◆ Activity
Please copy out the records that follow exactly as they stand.
--------
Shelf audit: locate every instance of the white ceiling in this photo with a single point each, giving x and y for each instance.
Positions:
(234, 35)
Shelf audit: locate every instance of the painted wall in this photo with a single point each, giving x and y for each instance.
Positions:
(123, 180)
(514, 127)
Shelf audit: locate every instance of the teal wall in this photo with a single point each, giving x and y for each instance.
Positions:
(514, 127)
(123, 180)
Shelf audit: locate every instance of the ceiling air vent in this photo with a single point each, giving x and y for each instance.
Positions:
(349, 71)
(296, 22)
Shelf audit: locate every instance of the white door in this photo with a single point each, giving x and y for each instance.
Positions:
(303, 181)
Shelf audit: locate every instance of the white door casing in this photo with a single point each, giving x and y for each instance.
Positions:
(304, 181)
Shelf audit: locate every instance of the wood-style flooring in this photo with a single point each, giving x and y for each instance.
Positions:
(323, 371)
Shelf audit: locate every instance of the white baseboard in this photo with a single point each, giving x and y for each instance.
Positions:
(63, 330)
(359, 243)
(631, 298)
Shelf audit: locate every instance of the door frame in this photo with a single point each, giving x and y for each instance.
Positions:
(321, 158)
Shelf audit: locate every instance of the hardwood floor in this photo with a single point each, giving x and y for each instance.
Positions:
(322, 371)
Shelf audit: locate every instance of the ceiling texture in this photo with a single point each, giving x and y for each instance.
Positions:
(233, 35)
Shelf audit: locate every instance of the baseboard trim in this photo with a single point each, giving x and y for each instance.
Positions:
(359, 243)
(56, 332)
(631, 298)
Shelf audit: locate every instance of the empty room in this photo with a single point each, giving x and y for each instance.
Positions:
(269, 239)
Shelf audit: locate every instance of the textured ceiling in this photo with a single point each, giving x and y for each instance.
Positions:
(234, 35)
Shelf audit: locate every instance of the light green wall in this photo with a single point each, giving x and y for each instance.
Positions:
--------
◆ Written reply
Shelf audit: locate every instance of the white ceiling in this photo with a single point each, giving x and y for each instance.
Positions:
(234, 35)
Shelf audit: locate every instance of the painted wall in this photo with a single point each, giving x and y for each instance.
Positions:
(123, 180)
(514, 127)
Shelf audit: locate every instance of the teal wall in this photo with a single point each, giving x and y for each instance.
Positions:
(514, 127)
(123, 180)
Shelf audit: locate every instance of the ceiling air vent in this photo with a single point each, giving x and y for each instance.
Positions:
(349, 71)
(296, 22)
Shelf audit: locate every instance of the white door in this photo with a single point each, giving x and y for each instance.
Positions:
(303, 181)
Shelf audit: locate every instance of the white door casing in this photo with a single point each, giving x and y for each instance.
Positions:
(304, 181)
Shelf audit: locate every instance of the wood-style flooring in this photo with a single point each, giving x and y for each instance.
Positions:
(323, 371)
Shelf audit: locate every instance of the white baseboard in this photo with a single point each, giving x and y for each instance.
Positions:
(63, 330)
(359, 243)
(631, 298)
Shelf audit: locate every instance of the door frame in this photo with a single point each, giving x and y for each instance.
Positions:
(321, 158)
Shelf audit: locate every instance of the hardwood floor in this photo with a single point each, giving x and y for each instance.
Positions:
(322, 371)
Shelf audit: locate every instance of the ceiling texture in this photo with a single point each, giving x and y for each instance.
Positions:
(233, 35)
Shelf audit: locate every instance of the baseboard trim in this photo with a single point each, giving x and y for each instance.
Positions:
(359, 243)
(56, 332)
(631, 298)
Shelf audit: locate every instance of the empty room in this photo with a single point each, giving x and y for each instance.
Positions:
(269, 239)
Shelf audit: locate every instance of the textured ceiling in this photo with a single point each, giving x and y for each instance.
Positions:
(234, 35)
Shelf audit: locate every instance of the light green wall in this photo with a single point each, giving x and y for each instance.
Positions:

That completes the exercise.